#### [Data section]
.....
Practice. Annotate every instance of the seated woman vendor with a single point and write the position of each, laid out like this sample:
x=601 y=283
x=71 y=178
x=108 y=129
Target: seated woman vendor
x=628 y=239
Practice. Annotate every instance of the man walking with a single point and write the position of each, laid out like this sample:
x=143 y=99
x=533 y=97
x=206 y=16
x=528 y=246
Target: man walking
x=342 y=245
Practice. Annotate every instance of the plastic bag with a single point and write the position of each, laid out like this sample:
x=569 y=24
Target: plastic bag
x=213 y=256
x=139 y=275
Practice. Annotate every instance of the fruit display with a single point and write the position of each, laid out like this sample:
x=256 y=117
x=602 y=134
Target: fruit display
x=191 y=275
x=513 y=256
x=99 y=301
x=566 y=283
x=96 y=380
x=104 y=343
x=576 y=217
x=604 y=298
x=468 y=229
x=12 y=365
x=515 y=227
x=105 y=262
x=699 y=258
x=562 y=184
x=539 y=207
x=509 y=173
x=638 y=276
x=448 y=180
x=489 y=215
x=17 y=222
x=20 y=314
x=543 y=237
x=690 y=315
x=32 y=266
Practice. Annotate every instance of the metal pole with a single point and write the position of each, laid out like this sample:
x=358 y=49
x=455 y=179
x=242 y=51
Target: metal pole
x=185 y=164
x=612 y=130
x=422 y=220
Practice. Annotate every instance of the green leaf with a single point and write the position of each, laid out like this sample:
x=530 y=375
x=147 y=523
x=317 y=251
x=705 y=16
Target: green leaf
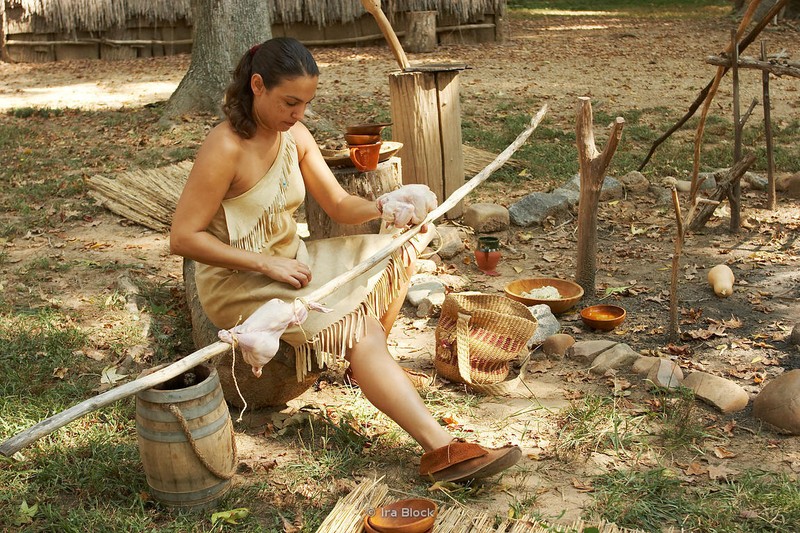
x=230 y=517
x=25 y=514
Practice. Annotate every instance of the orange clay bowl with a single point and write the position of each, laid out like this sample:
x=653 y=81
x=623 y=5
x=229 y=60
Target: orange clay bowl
x=603 y=317
x=570 y=292
x=415 y=515
x=367 y=129
x=353 y=139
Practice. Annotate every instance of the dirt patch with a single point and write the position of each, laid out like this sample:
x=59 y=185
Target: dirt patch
x=622 y=64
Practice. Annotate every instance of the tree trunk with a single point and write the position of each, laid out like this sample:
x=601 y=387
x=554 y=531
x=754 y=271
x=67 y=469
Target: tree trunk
x=4 y=57
x=222 y=31
x=593 y=165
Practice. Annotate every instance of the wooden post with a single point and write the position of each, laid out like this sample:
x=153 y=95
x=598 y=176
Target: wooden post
.....
#### [Given task]
Convert the data above into a Markdown table with the columns Row and Entry, beginning at the line containing "Practice. Annotate every instance of the plastic" and ending with the line containing "x=139 y=275". Include both of those lines, number each row, and skip any blank lines.

#### [Completed exercise]
| Row | Entry |
|---|---|
| 1 | Practice. Annotate every instance of the plastic bag with a single point and write the position of each, laid out like this sample: |
| 2 | x=569 y=24 |
| 3 | Target: plastic bag |
| 4 | x=213 y=256 |
| 5 | x=139 y=275 |